Written instruction 1 » How many lines of the records below contain the string "sedan"? Reply with the number alone.

Selected excerpt »
━━━━━━━━━━━━━━━━

Judge Jackie Fulford did more than dig a potential $2 billion hole in the Florida budget. She gave back to a redefined union movement in this state the two things it lacked most -- muscle and heart.
Related: Should Judge Jackie Fulford Be Upheld? A Legal Analysis"
At the same time she delivered a jolt of oxygen to a deflated state Democratic Party.
Now look at them. The Dems and the unions -- symbiotic black holes in the eyes of fiscal conservatives -- are downright giddy. Judge Fulford has them on a roll.
First, in late 2011 she sides with the Florida Police Benevolent Association, declaring privatizing state prisons unconstitutional. Then she makes the same "unconstitutional" declaration over the state's claim that all its employees should pay 3 percent of their salary toward their pension.
I am not a legal scholar. I have no intention here of casting aspersions on Judge Fulford's work. But I will say this: I am hugely relieved -- make that overwhelmed with gratitude on behalf of my children and grandchildren -- that the state is appealing both cases.
Florida has to fight back; the nation has to fight back. Public-employee pensions are killing us.
It once was that unions were "trade unions." They represented a largely powerless, voiceless army of blue-collar workers. That just isn't true anymore. They truly are redefined. The majority of union members in America today are white-collared, college-educated and work for the government, where they receive an average of $123,049 annually in pay and benefits -- twice the average of workers in the private sector.
These unions "contribute mightily" to help get liberal politicians elected, and those politicians vote to increase pay for public workers. The result is that some states are approaching default because of decades of fiscal malpractice. Florida isn't there yet, but it's on its way.
The Florida Association of Counties, for instance, noted that in 2010 the state's collective unfunded pension liability rose to $17 billion (including $2 billion in the Deferred Retirement Option Program). Counties, cities and school districts, meanwhile, paid $2.6 billion in employee pension costs that year.
Try to get your head around the pension debt we're looking at with this countrys 87,000 state, county and municipal governments and school districts:
"By 2013, the amount of retirement money promised to employees of these public entities will exceed cash on hand by more than a trillion dollars."
Thats no fabrication. It comes from the Center for Retirement Research at Boston College, which recently released a disturbing analysis of 126 state and local pension plans. What did the centers researchers find? In the wake of the stock market collapse pension program solvency hit a 15-year low, with no signs of improvement on the horizon. This means taxpayers will be left picking up the tab.
Simon Elliot, a pension fund manager for the state of Rhode Island now retired and living in Fort Myers, said the reason pension plans are headed toward financial disaster is simple. "Ever-expanding public-sector unions have flexed their political muscle and larded up with lavish benefits to be paid out decades from now," he explained.

━━━━━━━━━━━━━━━━

Written instruction 2 » Can you pull out the passage of the pension column above from "Thats no fabrication." up to and including "up the tab.", copying it word for word?

Available records »
━━━━━━━━━━━━━━━━

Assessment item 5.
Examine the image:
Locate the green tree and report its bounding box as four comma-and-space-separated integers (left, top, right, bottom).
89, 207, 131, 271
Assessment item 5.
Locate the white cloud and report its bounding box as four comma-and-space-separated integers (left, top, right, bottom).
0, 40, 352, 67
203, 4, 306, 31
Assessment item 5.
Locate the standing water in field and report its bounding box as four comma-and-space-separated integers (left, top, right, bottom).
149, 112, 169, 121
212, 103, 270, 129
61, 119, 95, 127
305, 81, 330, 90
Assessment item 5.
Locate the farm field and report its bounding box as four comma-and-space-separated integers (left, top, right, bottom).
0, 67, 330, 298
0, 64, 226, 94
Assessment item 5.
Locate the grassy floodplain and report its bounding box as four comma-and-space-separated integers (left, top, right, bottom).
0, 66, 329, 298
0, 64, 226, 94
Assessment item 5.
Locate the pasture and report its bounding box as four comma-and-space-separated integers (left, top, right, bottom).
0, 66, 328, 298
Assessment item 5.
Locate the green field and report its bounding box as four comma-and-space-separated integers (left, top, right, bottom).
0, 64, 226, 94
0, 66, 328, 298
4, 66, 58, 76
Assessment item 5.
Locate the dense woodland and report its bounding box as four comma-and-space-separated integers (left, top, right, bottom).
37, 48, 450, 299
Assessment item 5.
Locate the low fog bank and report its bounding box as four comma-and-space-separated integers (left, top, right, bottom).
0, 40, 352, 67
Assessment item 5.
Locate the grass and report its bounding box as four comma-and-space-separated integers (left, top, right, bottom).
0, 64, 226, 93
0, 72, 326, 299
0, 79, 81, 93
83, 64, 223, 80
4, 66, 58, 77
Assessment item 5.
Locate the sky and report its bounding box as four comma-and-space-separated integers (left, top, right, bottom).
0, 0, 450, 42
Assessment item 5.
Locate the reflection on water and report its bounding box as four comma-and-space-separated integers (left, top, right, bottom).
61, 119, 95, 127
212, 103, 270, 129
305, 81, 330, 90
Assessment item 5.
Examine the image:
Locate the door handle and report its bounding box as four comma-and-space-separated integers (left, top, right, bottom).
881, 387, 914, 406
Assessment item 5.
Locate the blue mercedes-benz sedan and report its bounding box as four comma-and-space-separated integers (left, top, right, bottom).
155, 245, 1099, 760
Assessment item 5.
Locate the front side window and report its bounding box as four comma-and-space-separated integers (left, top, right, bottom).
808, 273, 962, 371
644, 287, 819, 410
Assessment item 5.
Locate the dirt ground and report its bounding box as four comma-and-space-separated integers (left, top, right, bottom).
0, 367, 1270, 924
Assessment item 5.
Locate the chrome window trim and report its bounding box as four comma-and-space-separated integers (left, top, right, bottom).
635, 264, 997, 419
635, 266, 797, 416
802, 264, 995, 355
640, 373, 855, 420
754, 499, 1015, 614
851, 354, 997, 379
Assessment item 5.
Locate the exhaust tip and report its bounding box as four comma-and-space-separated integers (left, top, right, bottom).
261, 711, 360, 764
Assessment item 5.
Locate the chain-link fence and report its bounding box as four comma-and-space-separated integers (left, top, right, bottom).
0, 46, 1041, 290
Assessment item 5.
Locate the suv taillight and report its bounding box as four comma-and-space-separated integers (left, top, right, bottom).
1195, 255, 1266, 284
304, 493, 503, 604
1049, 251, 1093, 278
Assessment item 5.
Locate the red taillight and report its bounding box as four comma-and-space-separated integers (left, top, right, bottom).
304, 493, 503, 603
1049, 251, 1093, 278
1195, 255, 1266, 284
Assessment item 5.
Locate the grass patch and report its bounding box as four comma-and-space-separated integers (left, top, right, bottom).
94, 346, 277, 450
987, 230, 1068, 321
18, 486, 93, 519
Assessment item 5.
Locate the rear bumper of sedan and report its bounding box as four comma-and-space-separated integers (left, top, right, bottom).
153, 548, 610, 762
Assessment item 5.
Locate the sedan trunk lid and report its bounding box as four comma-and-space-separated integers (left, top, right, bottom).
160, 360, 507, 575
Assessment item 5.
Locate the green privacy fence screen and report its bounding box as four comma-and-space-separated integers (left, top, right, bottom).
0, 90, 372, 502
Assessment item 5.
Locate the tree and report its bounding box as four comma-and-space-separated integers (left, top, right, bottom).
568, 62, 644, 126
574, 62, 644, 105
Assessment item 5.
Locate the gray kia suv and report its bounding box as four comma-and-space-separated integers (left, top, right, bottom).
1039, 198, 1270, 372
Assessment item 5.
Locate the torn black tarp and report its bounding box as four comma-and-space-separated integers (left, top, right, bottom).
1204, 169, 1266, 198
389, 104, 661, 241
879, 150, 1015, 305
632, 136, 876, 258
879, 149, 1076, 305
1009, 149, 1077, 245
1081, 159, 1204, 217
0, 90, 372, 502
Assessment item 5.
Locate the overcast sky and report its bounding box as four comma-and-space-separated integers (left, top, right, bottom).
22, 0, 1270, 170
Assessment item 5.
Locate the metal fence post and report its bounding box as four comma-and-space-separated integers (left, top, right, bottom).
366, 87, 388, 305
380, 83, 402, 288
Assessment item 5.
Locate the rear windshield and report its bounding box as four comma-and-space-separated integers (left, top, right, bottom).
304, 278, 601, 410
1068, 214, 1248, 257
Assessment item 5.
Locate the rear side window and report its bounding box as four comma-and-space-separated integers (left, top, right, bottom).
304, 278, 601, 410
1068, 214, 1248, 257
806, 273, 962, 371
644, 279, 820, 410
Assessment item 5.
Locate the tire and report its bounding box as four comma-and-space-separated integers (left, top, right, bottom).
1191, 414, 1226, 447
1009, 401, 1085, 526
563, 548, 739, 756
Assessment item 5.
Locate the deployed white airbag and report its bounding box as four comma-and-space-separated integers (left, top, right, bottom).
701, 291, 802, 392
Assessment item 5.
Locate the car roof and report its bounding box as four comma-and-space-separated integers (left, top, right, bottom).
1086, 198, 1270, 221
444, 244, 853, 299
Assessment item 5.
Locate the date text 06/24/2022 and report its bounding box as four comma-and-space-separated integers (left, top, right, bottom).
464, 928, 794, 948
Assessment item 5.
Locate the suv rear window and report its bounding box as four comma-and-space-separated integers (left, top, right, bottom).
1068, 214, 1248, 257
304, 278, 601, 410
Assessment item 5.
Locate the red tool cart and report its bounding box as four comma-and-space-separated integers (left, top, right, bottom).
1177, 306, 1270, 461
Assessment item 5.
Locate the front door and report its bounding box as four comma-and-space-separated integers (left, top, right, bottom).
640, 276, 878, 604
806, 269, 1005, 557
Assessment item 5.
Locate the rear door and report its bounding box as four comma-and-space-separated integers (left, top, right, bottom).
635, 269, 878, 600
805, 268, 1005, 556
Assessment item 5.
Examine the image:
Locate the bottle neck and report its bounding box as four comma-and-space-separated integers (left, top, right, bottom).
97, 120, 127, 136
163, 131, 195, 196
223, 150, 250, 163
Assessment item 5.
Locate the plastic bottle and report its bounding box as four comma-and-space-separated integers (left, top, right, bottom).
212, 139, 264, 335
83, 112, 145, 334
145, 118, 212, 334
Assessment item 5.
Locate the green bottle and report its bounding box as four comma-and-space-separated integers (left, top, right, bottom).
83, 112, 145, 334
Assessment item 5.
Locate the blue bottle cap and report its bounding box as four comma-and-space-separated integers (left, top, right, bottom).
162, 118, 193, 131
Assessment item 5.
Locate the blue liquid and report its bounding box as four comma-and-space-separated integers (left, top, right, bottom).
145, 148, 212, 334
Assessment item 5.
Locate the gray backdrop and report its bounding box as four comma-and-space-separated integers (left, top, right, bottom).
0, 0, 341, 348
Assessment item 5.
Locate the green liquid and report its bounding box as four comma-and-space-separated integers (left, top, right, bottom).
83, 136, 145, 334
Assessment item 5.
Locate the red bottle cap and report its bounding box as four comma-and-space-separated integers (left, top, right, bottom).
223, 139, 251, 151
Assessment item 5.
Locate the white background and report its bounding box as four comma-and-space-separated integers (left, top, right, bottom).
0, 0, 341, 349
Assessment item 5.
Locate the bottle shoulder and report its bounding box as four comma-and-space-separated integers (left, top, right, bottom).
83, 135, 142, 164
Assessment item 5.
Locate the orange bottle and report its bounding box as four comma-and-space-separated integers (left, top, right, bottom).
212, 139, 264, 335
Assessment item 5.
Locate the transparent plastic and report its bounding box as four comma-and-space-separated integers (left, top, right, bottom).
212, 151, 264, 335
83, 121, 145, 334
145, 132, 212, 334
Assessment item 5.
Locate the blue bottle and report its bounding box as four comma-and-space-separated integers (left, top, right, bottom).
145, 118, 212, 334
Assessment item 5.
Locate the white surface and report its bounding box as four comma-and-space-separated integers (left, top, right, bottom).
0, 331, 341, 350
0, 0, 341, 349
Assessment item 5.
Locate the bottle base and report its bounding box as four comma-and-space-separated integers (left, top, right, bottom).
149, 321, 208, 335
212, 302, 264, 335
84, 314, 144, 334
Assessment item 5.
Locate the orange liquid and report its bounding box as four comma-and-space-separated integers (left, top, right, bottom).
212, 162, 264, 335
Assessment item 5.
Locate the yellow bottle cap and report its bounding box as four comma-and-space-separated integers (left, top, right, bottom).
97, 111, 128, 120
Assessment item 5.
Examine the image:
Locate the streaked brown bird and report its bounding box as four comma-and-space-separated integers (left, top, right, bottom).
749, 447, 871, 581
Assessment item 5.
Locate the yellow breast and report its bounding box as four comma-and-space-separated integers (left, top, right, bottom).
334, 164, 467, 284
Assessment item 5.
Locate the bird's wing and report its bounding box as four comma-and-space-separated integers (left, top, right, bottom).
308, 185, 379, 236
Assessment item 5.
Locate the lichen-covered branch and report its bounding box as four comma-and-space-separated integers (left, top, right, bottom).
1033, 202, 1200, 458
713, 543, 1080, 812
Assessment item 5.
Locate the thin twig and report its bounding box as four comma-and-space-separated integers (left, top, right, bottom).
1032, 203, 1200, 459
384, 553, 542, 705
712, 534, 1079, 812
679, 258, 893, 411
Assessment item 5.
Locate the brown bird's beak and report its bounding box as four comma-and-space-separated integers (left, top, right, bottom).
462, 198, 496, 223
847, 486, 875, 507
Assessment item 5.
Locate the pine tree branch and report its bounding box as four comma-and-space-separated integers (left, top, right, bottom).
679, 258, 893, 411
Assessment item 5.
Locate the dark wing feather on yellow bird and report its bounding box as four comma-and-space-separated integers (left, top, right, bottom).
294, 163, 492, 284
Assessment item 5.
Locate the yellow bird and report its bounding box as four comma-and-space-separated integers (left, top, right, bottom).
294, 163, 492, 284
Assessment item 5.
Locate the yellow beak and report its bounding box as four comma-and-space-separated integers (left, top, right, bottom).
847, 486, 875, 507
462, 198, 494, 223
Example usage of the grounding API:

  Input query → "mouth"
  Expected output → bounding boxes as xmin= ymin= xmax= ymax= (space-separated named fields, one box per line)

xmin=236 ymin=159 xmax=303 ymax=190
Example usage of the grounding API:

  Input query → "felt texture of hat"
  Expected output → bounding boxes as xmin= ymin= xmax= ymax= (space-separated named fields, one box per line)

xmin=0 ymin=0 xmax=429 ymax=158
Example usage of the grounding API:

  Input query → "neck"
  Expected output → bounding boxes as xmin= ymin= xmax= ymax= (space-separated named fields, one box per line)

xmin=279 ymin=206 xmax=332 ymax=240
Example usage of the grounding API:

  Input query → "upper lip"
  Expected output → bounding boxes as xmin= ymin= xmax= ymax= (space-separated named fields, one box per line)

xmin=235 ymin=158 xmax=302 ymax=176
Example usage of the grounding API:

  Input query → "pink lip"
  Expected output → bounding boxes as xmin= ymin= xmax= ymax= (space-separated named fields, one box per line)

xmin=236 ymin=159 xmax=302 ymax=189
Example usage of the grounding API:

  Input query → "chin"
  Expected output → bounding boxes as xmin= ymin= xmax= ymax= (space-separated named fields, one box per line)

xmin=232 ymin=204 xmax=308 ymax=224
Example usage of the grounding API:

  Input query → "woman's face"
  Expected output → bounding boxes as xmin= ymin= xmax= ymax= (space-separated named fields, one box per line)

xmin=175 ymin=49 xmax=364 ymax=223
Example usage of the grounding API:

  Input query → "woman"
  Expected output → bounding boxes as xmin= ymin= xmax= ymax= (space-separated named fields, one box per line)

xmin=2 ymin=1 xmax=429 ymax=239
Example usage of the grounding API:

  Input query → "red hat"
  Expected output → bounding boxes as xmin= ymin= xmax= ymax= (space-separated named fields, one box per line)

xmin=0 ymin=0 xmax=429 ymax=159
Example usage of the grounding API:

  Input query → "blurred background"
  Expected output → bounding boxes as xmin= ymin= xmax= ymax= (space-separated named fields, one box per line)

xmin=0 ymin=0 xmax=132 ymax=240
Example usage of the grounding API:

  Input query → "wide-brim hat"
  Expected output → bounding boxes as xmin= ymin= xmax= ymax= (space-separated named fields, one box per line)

━━━━━━━━━━━━━━━━

Task output 1 » 3

Task output 2 »
Thats no fabrication. It comes from the Center for Retirement Research at Boston College, which recently released a disturbing analysis of 126 state and local pension plans. What did the centers researchers find? In the wake of the stock market collapse pension program solvency hit a 15-year low, with no signs of improvement on the horizon. This means taxpayers will be left picking up the tab.